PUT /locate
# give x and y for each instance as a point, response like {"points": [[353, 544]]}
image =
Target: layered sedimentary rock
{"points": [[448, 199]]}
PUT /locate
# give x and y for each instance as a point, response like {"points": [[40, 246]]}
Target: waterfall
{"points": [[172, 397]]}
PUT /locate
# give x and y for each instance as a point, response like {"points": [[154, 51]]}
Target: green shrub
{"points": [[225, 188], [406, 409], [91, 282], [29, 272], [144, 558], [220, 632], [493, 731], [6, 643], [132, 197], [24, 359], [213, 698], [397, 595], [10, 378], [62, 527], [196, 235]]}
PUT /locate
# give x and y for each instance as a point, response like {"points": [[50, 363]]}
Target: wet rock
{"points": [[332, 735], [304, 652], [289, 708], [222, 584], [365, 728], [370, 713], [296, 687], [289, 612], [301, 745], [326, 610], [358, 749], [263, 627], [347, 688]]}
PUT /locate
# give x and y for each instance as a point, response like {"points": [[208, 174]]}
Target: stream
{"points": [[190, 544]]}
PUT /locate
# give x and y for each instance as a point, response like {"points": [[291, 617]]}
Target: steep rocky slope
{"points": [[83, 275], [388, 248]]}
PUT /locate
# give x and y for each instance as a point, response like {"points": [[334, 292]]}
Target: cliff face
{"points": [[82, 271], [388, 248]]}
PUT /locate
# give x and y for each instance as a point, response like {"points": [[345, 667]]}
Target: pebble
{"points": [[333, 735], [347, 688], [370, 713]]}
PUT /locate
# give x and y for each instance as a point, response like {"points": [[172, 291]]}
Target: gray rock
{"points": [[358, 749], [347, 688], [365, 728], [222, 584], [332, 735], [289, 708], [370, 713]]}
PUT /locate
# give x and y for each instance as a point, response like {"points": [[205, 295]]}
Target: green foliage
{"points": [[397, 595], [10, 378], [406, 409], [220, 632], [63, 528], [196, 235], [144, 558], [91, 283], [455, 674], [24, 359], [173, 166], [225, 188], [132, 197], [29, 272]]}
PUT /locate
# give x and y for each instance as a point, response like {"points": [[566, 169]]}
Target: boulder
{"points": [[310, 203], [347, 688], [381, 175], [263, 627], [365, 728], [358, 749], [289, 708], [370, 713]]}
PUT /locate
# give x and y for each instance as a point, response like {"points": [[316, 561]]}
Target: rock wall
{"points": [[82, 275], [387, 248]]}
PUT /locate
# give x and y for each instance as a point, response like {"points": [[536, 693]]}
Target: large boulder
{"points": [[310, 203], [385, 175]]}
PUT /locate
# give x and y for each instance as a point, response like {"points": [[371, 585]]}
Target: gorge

**********

## Exercise
Return every line of the records above that contains the word "boulder".

## Solution
Target: boulder
Target: large boulder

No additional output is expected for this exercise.